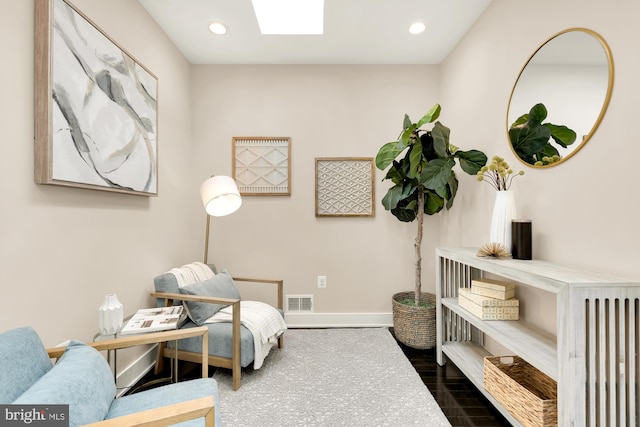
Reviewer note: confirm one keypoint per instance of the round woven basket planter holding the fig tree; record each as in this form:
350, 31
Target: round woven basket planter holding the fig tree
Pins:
415, 326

WHAT IS BEING ASKED =>
Please repeat each line from the one with "Target: round woven" through the last line of the data above, and add nothing.

SOLVED EXERCISE =>
Target: round woven basket planter holding the fig tree
Pins:
415, 326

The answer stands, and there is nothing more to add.